Tugas Tertulis 1:
Hitung jumlah baris dalam entri yang memuat kata "small". Tuliskan angkanya saja.

Kutipan:
----------

Diperiksa KPK, Menpora Jelaskan Mekanisme Pengajuan Proposal Hibah
Menteri Pemuda dan Olahraga Imam Nahrawi memenuhi panggilan Komisi Pemberantasan Korupsi (KPK) sebagai saksi dalam kasus dugaan suap penyaluran hibah kepada Komite Olahraga Nasional Indonesia (KONI) tahun anggaran 2018. Dalam pemeriksaan, Imam menjelaskan soal mekanisme pengajuan proposal hibah yang harus melewati proses penelaahan mendalam dan identifikasi sebelum disetujui.
"Tentu mekanisme itu harus mengikuti peraturan undang-undang dan mekanisme yang berlaku di setiap kelembagaan pemerintahan. Itu saya sampaikan juga, semua pengajuan surat-surat pasti tercatat dengan baik di sekretariat atau di bagian tata usaha," kata Imam seperti dikutip Antara di Gedung KPK Jakarta, Kamis (24/1).

----------

Tugas Tertulis 2:
Cetak ulang seluruh berita tentang pemeriksaan Menpora oleh KPK di atas tanpa mengubah apa pun.

----------

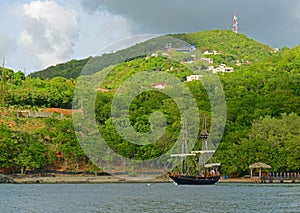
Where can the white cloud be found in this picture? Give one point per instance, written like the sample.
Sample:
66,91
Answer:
98,30
50,31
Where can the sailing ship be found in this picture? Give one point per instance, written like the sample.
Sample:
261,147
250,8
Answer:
208,173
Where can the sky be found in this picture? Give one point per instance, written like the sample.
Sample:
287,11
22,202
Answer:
35,34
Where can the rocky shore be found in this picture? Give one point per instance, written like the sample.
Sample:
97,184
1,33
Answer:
6,179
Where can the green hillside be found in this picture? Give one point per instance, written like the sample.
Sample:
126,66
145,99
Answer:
262,97
231,46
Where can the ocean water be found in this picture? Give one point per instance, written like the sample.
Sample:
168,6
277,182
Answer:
158,197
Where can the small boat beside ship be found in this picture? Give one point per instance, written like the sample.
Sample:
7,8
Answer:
207,173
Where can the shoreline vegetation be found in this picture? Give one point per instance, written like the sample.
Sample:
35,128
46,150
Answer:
89,179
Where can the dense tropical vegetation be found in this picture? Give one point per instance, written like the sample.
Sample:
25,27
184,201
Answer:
262,96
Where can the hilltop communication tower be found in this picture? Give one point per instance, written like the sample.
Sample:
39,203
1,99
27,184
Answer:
235,23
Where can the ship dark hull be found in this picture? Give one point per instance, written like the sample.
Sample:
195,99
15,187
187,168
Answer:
193,180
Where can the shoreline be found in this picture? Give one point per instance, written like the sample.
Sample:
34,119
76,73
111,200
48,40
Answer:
112,179
88,179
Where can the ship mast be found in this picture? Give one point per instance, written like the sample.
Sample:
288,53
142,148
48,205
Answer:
184,145
204,136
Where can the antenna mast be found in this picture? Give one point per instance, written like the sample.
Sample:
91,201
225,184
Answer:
235,23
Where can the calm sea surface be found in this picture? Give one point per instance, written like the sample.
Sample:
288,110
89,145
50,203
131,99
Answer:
160,197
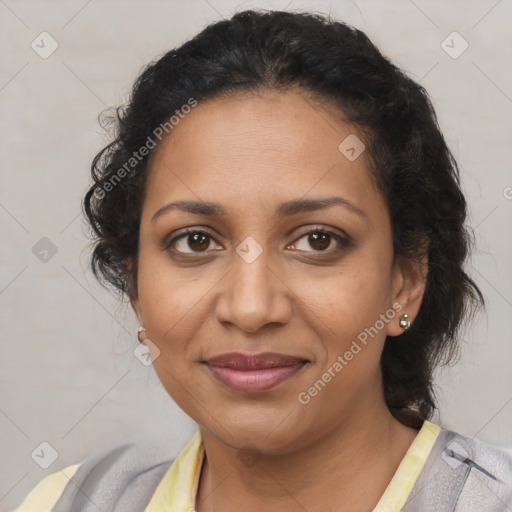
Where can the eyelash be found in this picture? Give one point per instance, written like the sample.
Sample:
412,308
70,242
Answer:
343,242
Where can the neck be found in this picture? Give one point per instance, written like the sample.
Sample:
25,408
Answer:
350,467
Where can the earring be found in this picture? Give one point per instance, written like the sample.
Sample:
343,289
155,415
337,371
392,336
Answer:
404,321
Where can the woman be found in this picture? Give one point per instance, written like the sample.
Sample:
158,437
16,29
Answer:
283,213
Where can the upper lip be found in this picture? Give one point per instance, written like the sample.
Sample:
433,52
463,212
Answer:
260,361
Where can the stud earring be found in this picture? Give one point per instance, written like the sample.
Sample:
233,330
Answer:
404,322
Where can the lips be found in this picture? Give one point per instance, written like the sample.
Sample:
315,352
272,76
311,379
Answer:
254,373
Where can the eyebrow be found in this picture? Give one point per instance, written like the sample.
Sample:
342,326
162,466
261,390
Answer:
287,208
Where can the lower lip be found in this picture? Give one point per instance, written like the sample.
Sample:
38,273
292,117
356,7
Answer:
252,381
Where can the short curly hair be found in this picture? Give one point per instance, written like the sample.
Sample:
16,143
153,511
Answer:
410,162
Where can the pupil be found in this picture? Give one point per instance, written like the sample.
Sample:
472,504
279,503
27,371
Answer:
323,237
198,237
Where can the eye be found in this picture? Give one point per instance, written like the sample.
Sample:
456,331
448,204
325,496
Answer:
190,242
321,240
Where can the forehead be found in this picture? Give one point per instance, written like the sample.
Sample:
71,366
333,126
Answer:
261,147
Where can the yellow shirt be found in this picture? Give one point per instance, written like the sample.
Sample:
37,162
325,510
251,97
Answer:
177,490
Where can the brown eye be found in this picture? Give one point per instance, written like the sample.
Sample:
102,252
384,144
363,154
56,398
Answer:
320,241
192,241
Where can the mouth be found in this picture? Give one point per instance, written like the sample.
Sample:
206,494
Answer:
254,373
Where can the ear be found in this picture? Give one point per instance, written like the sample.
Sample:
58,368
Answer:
408,286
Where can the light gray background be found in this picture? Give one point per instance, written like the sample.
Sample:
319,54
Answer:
68,374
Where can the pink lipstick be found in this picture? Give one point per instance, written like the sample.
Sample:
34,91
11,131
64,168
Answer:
254,373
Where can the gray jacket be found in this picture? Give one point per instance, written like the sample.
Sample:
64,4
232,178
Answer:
461,474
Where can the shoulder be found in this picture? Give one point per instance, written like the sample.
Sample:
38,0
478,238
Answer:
129,471
466,473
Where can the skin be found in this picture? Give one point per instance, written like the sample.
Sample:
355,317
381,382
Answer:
249,153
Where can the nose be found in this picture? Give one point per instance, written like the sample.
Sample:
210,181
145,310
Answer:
253,295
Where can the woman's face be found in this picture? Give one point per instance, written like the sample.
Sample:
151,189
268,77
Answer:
272,270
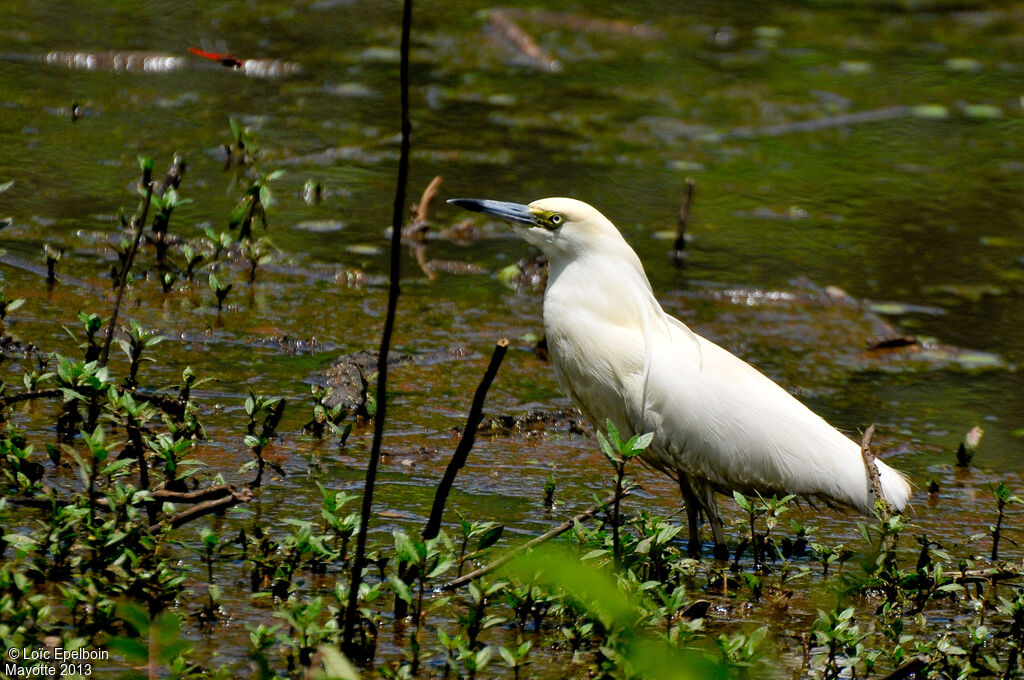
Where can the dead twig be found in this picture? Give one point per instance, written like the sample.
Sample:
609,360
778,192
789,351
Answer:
465,443
513,34
679,247
554,532
348,642
237,496
872,470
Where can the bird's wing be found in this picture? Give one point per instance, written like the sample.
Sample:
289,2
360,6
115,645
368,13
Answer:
718,418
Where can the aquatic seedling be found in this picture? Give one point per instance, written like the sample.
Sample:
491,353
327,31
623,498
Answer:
1003,499
219,290
619,454
263,413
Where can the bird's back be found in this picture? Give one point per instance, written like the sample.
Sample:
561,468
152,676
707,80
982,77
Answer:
724,421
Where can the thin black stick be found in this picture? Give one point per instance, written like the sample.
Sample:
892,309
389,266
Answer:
872,469
679,247
556,530
123,279
465,443
392,302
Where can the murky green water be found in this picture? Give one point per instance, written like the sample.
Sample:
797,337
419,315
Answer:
920,209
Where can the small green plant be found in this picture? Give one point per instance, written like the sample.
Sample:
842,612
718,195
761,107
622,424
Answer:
619,454
219,290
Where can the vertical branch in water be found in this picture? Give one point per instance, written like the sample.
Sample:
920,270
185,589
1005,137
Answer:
433,525
392,301
126,266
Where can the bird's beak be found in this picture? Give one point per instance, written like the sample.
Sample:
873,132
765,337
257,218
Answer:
510,212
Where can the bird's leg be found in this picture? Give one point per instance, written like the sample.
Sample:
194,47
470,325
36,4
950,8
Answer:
692,516
715,519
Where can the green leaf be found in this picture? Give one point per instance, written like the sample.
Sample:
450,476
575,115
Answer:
489,537
336,665
400,588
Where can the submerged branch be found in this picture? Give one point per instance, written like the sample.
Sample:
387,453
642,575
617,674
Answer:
547,536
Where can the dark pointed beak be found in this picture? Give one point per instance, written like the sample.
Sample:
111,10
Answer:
510,212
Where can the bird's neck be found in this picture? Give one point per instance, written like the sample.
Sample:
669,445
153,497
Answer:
610,287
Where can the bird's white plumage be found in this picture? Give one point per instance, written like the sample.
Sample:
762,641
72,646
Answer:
719,424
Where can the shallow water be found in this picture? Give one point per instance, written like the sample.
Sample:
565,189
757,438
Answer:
915,210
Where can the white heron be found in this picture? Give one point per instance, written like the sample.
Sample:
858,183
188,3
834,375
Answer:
719,423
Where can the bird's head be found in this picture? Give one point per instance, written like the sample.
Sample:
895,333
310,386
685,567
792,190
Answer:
560,227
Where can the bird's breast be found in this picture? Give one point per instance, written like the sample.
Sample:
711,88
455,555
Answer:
597,349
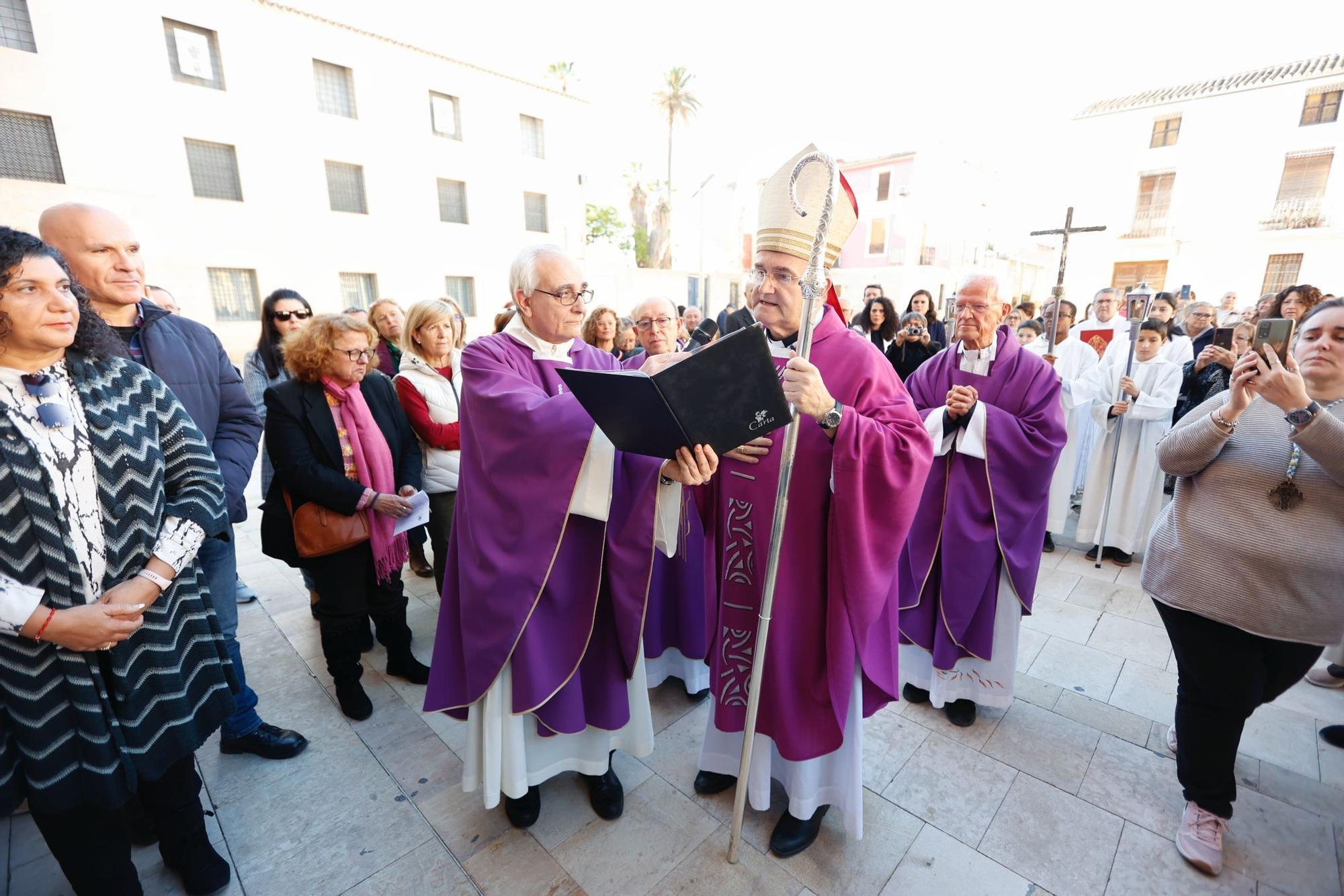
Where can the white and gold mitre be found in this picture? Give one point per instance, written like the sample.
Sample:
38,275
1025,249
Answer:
783,230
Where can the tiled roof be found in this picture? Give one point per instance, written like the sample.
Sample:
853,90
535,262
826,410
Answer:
1302,71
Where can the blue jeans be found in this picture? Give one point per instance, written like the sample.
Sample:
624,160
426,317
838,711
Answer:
220,564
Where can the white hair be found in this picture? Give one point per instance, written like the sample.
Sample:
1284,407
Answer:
522,275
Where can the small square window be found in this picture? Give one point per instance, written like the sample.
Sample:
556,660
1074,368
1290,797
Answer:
15,26
452,202
214,171
193,54
335,88
462,291
358,291
346,187
534,138
446,116
29,148
235,294
534,213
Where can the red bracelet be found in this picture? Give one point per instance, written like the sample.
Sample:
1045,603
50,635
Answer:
38,637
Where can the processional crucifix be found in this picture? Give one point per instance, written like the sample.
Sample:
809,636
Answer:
1058,292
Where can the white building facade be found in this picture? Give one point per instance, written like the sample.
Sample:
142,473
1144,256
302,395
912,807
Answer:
1228,185
255,147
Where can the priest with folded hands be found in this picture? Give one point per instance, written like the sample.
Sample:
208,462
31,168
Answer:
546,585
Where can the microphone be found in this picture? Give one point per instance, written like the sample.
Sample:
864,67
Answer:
702,337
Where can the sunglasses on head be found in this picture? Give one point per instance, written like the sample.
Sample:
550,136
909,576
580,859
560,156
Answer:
53,414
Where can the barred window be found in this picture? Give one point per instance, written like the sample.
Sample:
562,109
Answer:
452,202
444,116
335,88
534,138
214,170
358,291
235,294
193,54
462,291
15,26
534,213
346,187
29,148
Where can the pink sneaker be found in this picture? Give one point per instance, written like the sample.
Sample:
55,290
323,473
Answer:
1201,839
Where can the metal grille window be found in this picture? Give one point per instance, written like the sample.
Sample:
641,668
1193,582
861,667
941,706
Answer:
358,289
193,54
335,88
15,26
1282,272
452,202
235,294
346,187
1319,108
1166,131
462,291
534,138
534,213
444,116
214,171
29,148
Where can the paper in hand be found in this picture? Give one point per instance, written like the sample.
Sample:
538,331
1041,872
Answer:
419,515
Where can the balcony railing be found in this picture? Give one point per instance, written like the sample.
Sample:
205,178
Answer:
1291,214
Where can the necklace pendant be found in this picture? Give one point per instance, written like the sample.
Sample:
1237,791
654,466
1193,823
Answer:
1287,496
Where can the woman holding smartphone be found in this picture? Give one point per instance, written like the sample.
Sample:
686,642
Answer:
1269,460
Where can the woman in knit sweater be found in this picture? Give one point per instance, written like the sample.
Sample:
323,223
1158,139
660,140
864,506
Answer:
1263,464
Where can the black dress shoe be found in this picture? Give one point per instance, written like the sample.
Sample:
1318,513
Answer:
267,742
962,713
712,782
607,795
912,694
525,811
792,835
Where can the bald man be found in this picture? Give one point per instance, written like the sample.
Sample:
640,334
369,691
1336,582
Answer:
106,257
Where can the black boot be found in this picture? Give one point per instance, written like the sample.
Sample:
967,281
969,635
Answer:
341,647
794,835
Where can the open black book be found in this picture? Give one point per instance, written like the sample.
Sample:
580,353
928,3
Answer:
724,396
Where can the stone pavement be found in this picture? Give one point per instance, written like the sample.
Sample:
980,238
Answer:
1070,791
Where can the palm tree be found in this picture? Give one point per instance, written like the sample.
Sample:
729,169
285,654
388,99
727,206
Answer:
678,103
562,72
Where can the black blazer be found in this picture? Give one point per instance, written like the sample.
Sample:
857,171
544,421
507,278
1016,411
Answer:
306,455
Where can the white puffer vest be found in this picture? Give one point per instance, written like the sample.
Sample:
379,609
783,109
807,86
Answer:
442,397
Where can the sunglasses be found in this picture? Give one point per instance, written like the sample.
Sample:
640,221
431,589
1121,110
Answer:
53,414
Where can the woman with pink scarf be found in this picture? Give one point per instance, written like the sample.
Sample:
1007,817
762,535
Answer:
343,441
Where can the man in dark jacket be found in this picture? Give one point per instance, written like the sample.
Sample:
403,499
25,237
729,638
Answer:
107,261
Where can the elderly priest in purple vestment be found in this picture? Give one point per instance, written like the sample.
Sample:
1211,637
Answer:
862,460
548,576
968,572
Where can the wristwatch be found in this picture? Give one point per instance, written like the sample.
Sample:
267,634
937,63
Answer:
831,420
1303,416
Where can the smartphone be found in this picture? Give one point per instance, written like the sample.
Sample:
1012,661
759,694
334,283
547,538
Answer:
1277,332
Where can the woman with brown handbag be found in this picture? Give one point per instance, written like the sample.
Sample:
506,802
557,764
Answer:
346,460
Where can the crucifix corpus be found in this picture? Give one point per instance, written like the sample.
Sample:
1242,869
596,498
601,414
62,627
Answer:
1058,292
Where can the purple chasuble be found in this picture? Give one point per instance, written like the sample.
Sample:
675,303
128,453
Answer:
837,594
989,512
561,597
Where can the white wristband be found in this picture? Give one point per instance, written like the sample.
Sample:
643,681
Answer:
158,580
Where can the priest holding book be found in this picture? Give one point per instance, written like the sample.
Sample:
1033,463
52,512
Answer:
861,464
545,590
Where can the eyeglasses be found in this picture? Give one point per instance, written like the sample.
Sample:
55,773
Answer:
568,296
53,414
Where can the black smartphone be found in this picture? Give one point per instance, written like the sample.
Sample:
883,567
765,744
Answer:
1277,332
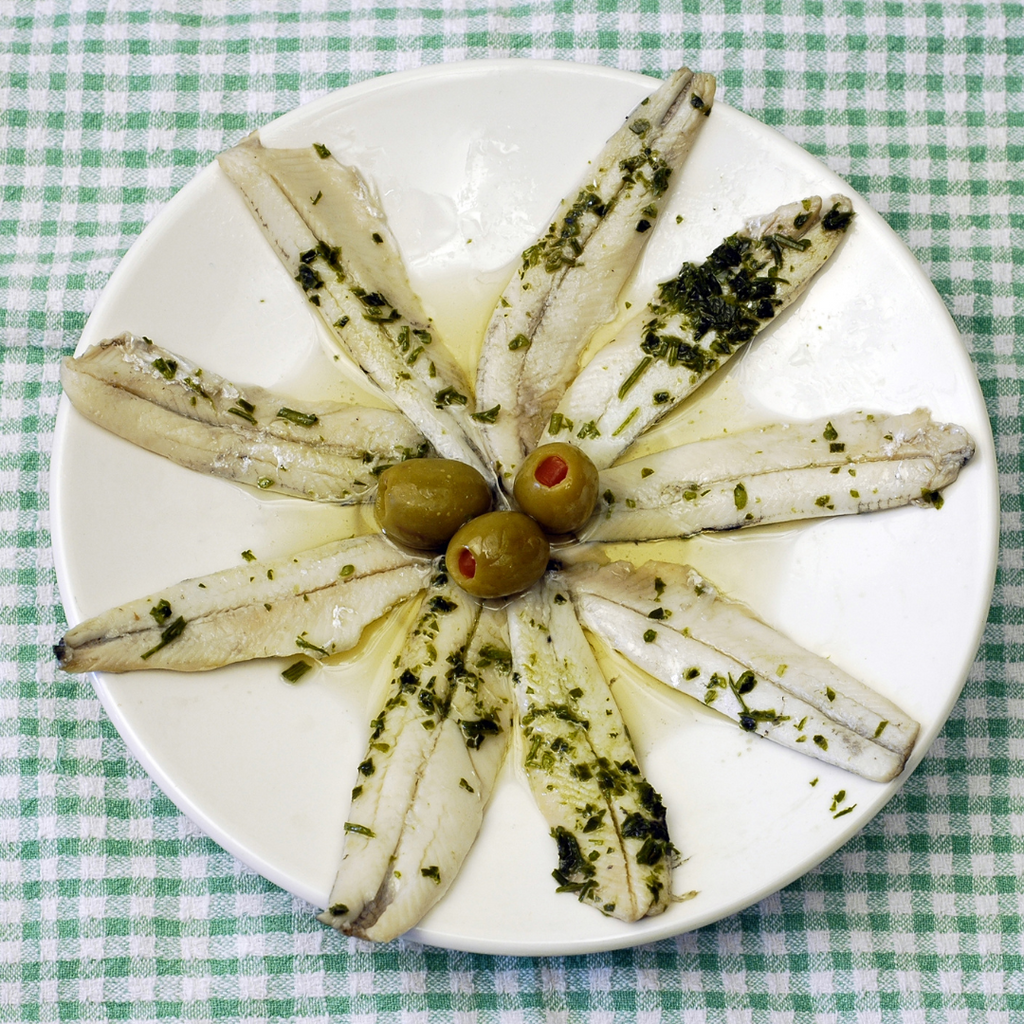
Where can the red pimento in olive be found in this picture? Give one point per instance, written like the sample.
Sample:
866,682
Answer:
557,485
498,554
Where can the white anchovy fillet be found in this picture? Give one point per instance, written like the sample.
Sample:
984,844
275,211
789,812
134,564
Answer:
608,823
693,325
841,466
359,298
568,281
165,403
315,603
675,625
433,756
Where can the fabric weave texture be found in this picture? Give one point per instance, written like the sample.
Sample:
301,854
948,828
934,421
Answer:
113,905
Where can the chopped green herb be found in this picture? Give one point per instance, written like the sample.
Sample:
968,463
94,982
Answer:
295,672
635,375
351,826
171,633
242,414
161,611
306,645
486,416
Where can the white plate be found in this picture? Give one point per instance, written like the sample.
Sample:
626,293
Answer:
470,161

----------

Hasil Latihan 1:
3

Hasil Latihan 2:
Diperiksa KPK, Menpora Jelaskan Mekanisme Pengajuan Proposal Hibah
Menteri Pemuda dan Olahraga Imam Nahrawi memenuhi panggilan Komisi Pemberantasan Korupsi (KPK) sebagai saksi dalam kasus dugaan suap penyaluran hibah kepada Komite Olahraga Nasional Indonesia (KONI) tahun anggaran 2018. Dalam pemeriksaan, Imam menjelaskan soal mekanisme pengajuan proposal hibah yang harus melewati proses penelaahan mendalam dan identifikasi sebelum disetujui.
"Tentu mekanisme itu harus mengikuti peraturan undang-undang dan mekanisme yang berlaku di setiap kelembagaan pemerintahan. Itu saya sampaikan juga, semua pengajuan surat-surat pasti tercatat dengan baik di sekretariat atau di bagian tata usaha," kata Imam seperti dikutip Antara di Gedung KPK Jakarta, Kamis (24/1).